DATA TO EXAMINE:
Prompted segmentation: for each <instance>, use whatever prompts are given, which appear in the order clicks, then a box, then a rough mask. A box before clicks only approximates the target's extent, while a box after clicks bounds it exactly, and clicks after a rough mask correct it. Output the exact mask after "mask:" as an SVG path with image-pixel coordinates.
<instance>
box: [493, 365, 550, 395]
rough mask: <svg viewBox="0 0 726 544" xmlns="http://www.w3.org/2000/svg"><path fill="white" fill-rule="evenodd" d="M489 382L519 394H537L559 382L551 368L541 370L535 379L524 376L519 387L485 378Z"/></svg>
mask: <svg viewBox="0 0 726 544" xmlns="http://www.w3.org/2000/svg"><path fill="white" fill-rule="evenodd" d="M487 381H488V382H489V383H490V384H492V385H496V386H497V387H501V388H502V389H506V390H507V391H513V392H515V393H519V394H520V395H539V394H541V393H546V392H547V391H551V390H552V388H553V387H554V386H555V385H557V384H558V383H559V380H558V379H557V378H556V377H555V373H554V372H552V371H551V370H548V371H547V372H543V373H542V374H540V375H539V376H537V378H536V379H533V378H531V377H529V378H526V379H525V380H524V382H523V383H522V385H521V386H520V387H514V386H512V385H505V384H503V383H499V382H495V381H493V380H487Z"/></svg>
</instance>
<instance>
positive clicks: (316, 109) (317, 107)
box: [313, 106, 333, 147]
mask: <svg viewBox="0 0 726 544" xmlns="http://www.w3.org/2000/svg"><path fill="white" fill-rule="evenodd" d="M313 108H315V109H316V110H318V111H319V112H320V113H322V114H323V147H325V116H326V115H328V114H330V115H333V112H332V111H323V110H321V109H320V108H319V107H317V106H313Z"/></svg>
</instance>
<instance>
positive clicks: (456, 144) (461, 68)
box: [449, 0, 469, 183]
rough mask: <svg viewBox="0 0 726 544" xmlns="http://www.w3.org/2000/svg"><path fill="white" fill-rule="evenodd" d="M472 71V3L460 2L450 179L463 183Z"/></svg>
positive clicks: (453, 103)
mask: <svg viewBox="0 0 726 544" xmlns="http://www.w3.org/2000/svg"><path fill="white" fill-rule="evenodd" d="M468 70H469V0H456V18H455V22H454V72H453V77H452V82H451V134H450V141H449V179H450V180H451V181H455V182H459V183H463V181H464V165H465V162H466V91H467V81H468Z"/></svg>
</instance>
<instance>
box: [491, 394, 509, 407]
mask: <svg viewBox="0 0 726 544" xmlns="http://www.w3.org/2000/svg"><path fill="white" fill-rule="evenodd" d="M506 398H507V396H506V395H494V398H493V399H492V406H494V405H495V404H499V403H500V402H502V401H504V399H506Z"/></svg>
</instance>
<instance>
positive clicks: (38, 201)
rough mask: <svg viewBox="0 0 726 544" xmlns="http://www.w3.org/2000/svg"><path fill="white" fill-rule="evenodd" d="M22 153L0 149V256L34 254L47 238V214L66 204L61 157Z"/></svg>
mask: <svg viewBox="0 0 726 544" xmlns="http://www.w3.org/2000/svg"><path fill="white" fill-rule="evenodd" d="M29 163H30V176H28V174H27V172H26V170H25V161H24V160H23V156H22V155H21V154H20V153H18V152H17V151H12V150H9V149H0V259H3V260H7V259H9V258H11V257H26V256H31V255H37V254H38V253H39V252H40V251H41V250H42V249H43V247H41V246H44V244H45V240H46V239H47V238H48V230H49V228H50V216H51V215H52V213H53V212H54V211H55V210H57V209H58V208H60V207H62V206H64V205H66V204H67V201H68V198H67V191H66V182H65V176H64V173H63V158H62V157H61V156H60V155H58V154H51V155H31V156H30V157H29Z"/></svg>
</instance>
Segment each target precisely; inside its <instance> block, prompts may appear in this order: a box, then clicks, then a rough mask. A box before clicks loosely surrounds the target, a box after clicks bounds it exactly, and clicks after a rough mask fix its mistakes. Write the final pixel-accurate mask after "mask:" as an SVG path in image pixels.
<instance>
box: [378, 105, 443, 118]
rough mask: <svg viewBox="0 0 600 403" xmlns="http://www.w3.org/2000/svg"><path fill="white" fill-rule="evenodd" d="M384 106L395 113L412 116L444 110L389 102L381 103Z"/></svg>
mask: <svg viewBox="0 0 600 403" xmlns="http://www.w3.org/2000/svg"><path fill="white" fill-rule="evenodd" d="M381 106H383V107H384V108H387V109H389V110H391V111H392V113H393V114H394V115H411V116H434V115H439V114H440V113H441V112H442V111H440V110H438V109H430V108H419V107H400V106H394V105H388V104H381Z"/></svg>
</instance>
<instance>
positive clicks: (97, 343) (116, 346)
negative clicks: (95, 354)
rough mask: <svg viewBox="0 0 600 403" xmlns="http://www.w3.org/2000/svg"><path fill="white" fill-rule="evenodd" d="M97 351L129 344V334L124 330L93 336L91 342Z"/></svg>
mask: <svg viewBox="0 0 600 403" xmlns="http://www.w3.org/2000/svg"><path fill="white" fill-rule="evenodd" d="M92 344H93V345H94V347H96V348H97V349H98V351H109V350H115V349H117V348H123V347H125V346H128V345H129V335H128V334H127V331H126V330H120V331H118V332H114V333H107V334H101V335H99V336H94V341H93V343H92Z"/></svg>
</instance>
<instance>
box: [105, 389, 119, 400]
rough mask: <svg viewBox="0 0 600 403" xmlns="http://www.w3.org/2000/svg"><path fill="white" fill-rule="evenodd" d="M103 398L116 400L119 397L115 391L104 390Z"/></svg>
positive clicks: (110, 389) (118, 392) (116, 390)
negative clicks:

EXERCISE DIRECTIONS: Check each line of the data above for the word "pixel" and copy the ones where it is found.

WRITTEN SOLUTION:
Prompted segmentation: for each <instance>, use whatever prompts are given, which appear in the order clicks, then a box, then a rough mask. A box before clicks only approximates the target's extent, while a box after clicks bounds it exactly, and clicks after a rough mask correct it. Output the exact mask after "mask:" as an SVG path with image-pixel coordinates.
Segment each target precisely; inside its <instance> block, prompts may appear in this order: a box, then clicks, then a rough mask. A box before clicks loosely surrounds the target, a box after clicks bounds it exactly, and clicks after a rough mask fix its mistakes. Write the final pixel-accurate mask after "mask:" as an SVG path in image pixels.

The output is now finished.